**WORK TO COMPLETE**
Could you restate every record below word for word?

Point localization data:
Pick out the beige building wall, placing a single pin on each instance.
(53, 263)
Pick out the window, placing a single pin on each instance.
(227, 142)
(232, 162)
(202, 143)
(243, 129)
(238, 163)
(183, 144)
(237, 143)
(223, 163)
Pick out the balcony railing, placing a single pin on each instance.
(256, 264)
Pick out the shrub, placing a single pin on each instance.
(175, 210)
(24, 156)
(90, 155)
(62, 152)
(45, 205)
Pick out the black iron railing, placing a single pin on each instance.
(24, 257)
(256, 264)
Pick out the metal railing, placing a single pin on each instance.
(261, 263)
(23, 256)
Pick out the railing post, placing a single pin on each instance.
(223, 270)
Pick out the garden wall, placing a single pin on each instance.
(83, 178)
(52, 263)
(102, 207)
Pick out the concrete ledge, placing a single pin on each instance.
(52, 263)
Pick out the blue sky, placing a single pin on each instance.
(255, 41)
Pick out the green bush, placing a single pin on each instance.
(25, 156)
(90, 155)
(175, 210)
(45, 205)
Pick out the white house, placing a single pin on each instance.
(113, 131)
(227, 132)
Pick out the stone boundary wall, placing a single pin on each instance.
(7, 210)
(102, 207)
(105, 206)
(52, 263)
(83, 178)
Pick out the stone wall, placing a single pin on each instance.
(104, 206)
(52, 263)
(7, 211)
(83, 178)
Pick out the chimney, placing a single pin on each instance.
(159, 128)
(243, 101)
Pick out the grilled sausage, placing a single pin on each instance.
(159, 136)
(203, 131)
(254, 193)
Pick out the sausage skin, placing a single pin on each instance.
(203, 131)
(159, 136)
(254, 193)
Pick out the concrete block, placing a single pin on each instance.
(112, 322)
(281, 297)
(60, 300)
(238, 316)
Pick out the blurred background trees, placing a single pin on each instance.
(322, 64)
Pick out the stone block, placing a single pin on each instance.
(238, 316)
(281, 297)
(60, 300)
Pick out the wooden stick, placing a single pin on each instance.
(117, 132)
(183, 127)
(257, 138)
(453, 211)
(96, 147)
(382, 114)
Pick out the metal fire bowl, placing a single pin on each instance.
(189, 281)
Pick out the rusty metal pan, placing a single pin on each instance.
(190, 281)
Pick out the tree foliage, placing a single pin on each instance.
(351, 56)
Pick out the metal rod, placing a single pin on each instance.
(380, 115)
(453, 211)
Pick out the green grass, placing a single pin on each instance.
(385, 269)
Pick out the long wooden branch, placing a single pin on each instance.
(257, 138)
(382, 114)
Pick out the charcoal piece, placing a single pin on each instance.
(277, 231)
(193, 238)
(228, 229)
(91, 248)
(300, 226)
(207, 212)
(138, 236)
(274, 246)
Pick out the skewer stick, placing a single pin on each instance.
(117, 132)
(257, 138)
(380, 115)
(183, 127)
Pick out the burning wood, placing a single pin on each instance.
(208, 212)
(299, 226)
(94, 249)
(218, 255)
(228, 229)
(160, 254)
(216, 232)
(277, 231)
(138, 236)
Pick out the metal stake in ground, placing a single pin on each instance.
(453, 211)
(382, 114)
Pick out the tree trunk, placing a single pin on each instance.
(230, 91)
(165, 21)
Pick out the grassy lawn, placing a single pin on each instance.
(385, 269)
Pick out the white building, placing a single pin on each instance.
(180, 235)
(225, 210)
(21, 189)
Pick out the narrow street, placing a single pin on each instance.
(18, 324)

**ANSWER TO THIS TASK**
Pick out the beige building wall, placing a single pin on each instance.
(53, 263)
Pick out the window, placing a single pin on each instance.
(227, 142)
(232, 162)
(202, 143)
(243, 129)
(238, 163)
(183, 144)
(237, 143)
(223, 163)
Pick out the balcony railing, placing a single pin on each instance.
(256, 264)
Pick out the shrub, placing a single pin on each instance.
(175, 210)
(24, 156)
(90, 155)
(62, 152)
(45, 205)
Pick out the black iron railing, placing a single pin on each instance.
(24, 257)
(256, 264)
Pick out the metal railing, placing a single pin on each instance.
(261, 263)
(23, 256)
Pick out the railing post, placing a single pin on each instance.
(223, 270)
Pick out the garden wall, placing a single pin on each instance.
(83, 178)
(52, 263)
(102, 207)
Pick out the concrete ledge, placing a single pin on each instance.
(52, 263)
Pick out the blue sky, placing a single pin on each instance.
(255, 41)
Pick out the green bush, placing a single pin on each instance.
(25, 156)
(90, 155)
(175, 210)
(45, 205)
Pick out the white house, placing a single pin on each instance.
(113, 131)
(227, 132)
Pick out the stone boundary wall, placing a single pin on each instance.
(7, 210)
(102, 207)
(105, 206)
(52, 263)
(83, 178)
Pick out the stone wall, placing a single pin on each instance.
(104, 206)
(52, 263)
(7, 211)
(83, 178)
Pick out the chimney, placing a single pin on each instance.
(159, 128)
(243, 101)
Pick out the grilled sausage, placing a single pin on each instance.
(159, 136)
(203, 131)
(254, 193)
Pick out the sausage skin, placing a single pin on each instance.
(203, 131)
(159, 136)
(254, 193)
Pick out the concrete block, placing a single pin on each instance.
(112, 322)
(281, 297)
(60, 300)
(238, 316)
Pick out the blurred background trees, placing a single pin on each instance.
(322, 64)
Pick out the stone block, placing a single pin on each instance.
(238, 316)
(281, 297)
(60, 300)
Pick out the wooden stick, placing a single pin on each instance.
(117, 132)
(183, 127)
(257, 138)
(453, 211)
(96, 147)
(382, 114)
Pick out the metal fire bowl, placing a single pin on each instance.
(189, 281)
Pick out the rusty metal pan, placing a single pin on each instance.
(190, 281)
Pick out the tree foliage, placing a single pin on each instance.
(351, 56)
Pick out the metal rod, placing a single pin on each instance.
(380, 115)
(453, 211)
Pick out the green grass, placing a single pin on each instance.
(385, 269)
Pick out the long wooden branch, placing a single pin on each instance.
(257, 138)
(382, 114)
Pick out the charcoal piece, placing a single pin on each instance.
(277, 231)
(193, 238)
(228, 229)
(91, 248)
(300, 226)
(207, 212)
(138, 236)
(274, 246)
Pick out the skewer stick, placing a single pin on each instance.
(117, 132)
(257, 138)
(380, 115)
(183, 127)
Pick out the burning wood, placing a single pin on each instance.
(208, 212)
(299, 226)
(94, 249)
(218, 255)
(228, 229)
(160, 254)
(216, 232)
(277, 231)
(138, 236)
Pick out the metal stake in ground, placing a single pin on each instance.
(453, 211)
(382, 114)
Pick out the tree trunk, placing a single pin on each instance.
(230, 91)
(165, 21)
Pick out the grassy lawn, placing a single pin on each instance.
(385, 269)
Pick out the white building, placing a single pin on each instance.
(180, 235)
(225, 210)
(21, 189)
Pick out the narrow street, placing a single pin on each instance.
(18, 324)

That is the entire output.